== Excerpt provided ==

Singapore wins, for now

Muhammad Cohen
Asia Times Online

Marina Bay Sands, Singapore’s second casino resort and already a US$5.7 billion urban icon, made a big splash with its grand opening last week. The SkyPark atop the three tapering hotel towers admitted its first guests to look down over the edge of the infinity pool 57 stories above Singapore to the Singapore Flyer wheel and beyond.

“Jaw-droppingly tremendous,” one usually buttoned-down analyst exclaimed. Singapore’s founding father Lee Kuan Yew, no fan of casinos or brevity, simply said, “Wow.”

Last Wednesday’s grand opening at Marina Bay Sands (MBS) became a made-for-TV junk sport tower climb. The event produced great panoramas of Singapore and skirted any rules around the region against casino advertising. A gala dinner for Singapore’s great and good highlighted the formal launch of this integrated resort (IR). The developer, Las Vegas Sands Corporation, invited everyone who’s anyone in Singapore, Diana Ross entertained. It was an occasion for the city-state to celebrate.

“Singapore has already won,” independent gaming and leisure analyst Jonathan Galaviz declared, and he’d get no argument from the hundreds attending the gala opening or from the hundreds of thousands who have visited the two IRs so far.

MBS gives Singapore a new, instantly recognizable global landmark. More practically, MBS provides Singapore with a convention center as large as any in Asia and a resident production of Broadway’s The Lion King, now opening in March next year rather than this October as previously announced.

Resorts World Sentosa, Genting International’s already opened US$4.7 billion integrated resort, features Asia’s largest Universal Studios – Singapore’s long sought world-class theme park – and will soon feature its own resident modern circus production Voyage de la Vie, plus the world’s biggest aquarium.

What’s a Jimmy Choo?

Both IRs are also building museums. Aside from education and culture, name-brand luxury abounds. Heard of Jimmy Choo but never seen one the company’s products? At either IR, have a gander at shoes and bags from S$238 (US$169) up, way up. Choose star chefs from classic French to Austral-Japan fusion to good old American steak, and Chinese, if you please, from several regions.

It’s all aimed at bringing in overseas tourists, families and leisure crowds to Resorts World Sentosa and business travelers to MBS, with hopes of raising Singapore’s visitor count from below 10 million in dismal 2009 to 17 million by 2015. When fully completed, the IRs will directly employ about 20,000, and create countless further business opportunities.

The government guided what was built through a strict bidding process that limited the casino floor area to 15,000 square meters (161,400 square feet). Its S$100 charge for Singapore citizens and permanent residents to enter the casino seems to have hit the right price spot to discourage, but not exclude, locals from having a flutter. Booming tourist numbers have provided the scoreboard to keep track of Singapore’s IR win. Visitors are up 30% for May to a record 946,000 arrivals (not counting land arrivals across the causeway from Malaysia) according to figures released on Monday, the sixth consecutive all-time arrivals record for a month.

===

▶ **Challenge 1**
According to the article on Singapore's casino resorts, how many visitors does Singapore hope to attract by 2015?
▶ **Challenge 2**
In the article on Singapore's casino resorts, reproduce the passage from "Singapore wins, for" up to and including "wheel and beyond.", swapping "infinity pool" for "rooftop pool".

== Extracted material ==

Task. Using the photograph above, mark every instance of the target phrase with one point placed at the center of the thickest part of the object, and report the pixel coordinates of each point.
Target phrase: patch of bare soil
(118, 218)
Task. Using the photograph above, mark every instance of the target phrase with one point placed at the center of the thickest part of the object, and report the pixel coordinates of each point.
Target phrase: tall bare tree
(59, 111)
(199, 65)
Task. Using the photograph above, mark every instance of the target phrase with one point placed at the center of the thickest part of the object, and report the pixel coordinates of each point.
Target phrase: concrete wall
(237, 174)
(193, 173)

===

▶ **Full answer 1**
17 million

▶ **Full answer 2**
Singapore wins, for now

Muhammad Cohen
Asia Times Online

Marina Bay Sands, Singapore’s second casino resort and already a US$5.7 billion urban icon, made a big splash with its grand opening last week. The SkyPark atop the three tapering hotel towers admitted its first guests to look down over the edge of the rooftop pool 57 stories above Singapore to the Singapore Flyer wheel and beyond.